* _本文抜粋_:
• • • • •

受け入れ事業所が増えるためには
小児を対象とする事業所はまだ少ない
必要な医療機器があれば、重度の障がいを持つ子どもでも自宅で生活することが可能です。ご家族が安心して生活を送るためには、医療や介護のサポートが必要不可欠です。しかし、医療的ケア児を受け入れている事業所は多くありません。受け入れに消極的な理由はどこにあるのか、そして受け入れ事業所が増えるためにはどうすればいいのかをみていきましょう。
看護師が抱える不安
小児在宅医療に対して看護師が抱える不安として多く挙げられるのが、「難しい病気に対する処置への不安」です。医療的ケア児の多くは難病を患っているため、これまでに経験のない病状に対して看護を行うケースが増えます。担当する際にはその病気について深く学び、病状の変化について注意深く観察しなければなりません。そのため、「自分にできるのか」「緊急時の対応はどうすればいいのか」といった不安から、小児在宅看護への参入に踏み出せないようです。
また、「ご家族の思いに寄り添えるかどうか」も懸念材料となっているようです。子どもの介護者となるのはその子の親であることがほとんどです。障がいの有無に限らず、親というのは子どもの成長を願い、成長するとともに子どもにしてあげたいこと、やらせてみたいことが変化していきます。しかし、訪問看護ではご家族と関われる時間に限りがあるため、親の思いをきちんと汲み取ったケアができるかを不安に感じる看護師が多いのです。
成長という点で言えば、ケアの方法も子どもの成長に併せて変化していきます。身体が大きくなればその分負担は大きくなりますし、それに応じてケアの方法を大きく変更することもあります。

• • • • •

* _課題文_:
医療的ケア児の受け入れに関する文章を、最後の文のあとから書き継いでください。 このあとのデータは、医療的ケア児の受け入れに関する文章とは別の資料です。

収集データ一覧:
• • • • •

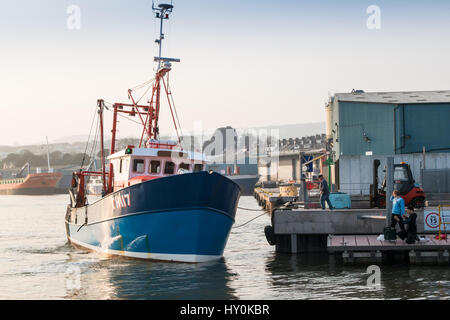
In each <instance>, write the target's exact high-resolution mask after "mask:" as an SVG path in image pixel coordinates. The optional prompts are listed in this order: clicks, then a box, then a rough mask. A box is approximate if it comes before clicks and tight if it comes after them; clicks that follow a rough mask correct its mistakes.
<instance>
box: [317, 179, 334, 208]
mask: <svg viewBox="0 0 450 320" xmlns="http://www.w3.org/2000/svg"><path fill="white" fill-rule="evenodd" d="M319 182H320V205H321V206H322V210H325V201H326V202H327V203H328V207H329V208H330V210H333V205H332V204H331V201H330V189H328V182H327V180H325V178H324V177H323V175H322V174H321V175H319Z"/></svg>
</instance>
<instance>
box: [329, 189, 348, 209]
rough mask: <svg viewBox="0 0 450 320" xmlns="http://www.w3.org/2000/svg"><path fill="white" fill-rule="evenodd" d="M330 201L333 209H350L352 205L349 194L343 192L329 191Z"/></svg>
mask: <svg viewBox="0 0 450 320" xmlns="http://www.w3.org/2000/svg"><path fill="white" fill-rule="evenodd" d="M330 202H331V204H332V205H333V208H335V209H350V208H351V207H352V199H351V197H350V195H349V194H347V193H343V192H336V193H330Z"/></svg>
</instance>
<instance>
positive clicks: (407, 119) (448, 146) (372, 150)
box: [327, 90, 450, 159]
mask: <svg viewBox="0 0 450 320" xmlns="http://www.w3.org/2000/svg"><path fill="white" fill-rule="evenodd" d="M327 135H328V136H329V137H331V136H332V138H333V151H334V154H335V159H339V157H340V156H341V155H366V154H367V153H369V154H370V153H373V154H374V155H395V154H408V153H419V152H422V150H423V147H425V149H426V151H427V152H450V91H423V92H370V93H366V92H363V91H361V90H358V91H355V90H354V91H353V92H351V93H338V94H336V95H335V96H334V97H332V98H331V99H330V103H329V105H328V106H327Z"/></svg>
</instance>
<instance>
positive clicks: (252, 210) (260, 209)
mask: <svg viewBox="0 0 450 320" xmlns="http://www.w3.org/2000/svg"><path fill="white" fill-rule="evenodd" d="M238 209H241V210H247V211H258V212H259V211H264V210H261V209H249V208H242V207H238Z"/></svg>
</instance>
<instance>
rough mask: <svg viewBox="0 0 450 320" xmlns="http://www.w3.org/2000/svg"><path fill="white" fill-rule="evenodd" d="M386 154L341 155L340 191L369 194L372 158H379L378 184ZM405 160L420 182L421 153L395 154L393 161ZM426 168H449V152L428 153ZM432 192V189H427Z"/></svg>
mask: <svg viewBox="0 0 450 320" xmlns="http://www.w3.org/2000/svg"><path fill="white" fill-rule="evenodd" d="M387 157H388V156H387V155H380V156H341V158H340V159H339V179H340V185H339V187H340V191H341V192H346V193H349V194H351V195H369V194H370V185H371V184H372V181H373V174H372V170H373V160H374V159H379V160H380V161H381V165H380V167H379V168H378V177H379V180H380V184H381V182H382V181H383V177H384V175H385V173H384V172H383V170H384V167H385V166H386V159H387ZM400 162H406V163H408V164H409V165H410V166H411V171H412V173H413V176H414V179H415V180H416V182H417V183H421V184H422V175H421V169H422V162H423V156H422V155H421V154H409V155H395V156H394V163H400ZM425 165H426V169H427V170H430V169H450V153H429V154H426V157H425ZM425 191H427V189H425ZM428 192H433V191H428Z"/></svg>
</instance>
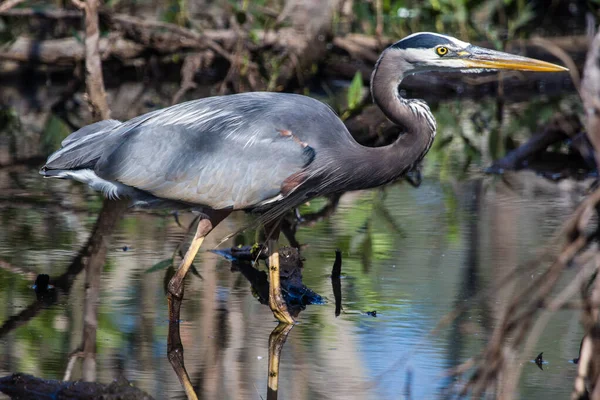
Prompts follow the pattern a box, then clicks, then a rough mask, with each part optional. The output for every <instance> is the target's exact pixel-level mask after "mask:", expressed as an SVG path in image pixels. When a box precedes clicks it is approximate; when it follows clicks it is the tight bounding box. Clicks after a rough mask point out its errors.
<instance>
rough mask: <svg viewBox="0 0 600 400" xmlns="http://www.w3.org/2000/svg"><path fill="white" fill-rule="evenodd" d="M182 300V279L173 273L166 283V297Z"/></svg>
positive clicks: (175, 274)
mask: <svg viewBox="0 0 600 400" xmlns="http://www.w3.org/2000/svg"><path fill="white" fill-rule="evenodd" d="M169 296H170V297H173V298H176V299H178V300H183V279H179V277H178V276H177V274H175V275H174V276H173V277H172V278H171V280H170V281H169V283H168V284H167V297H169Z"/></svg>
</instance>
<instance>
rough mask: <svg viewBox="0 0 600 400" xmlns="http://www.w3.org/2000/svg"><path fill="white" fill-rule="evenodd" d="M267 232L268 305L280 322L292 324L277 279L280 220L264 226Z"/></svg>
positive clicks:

• • • • •

* _模範解答_:
どういった対応が必要か
では、こういった不安に対してどのように対応すべきでしょうか。ポイントとなるのは、「集団的な対応」と「小児患者及びそのご家族とのコミュニケーション」です。訪問するたびに子どもの状態は変化し、それに応じて対応内容も変化します。また、ご家族の生活環境が変化することもあります。その際には、変化したことや分からないことを放置せず、積極的にスタッフ間で情報共有をする必要があります。例えば、写真付きの手順書を作成し、都度更新すれば業務の属人化を防ぐことができます。
コミュニケーションについては、まずは介護者との会話を中心に積極的にコミュニケーションを図り、二人三脚の意識を持つことが大切です。それに加えて他の事業所との連携を密にとり、それぞれが持つ情報を表に出すことでスムーズなケアの提供が可能となります。
こういった取り組み以外にも、スキルアップ支援や地域の受け皿拡大などを進めていくことで、受け入れ事業所の数が増えていくのではないでしょうか。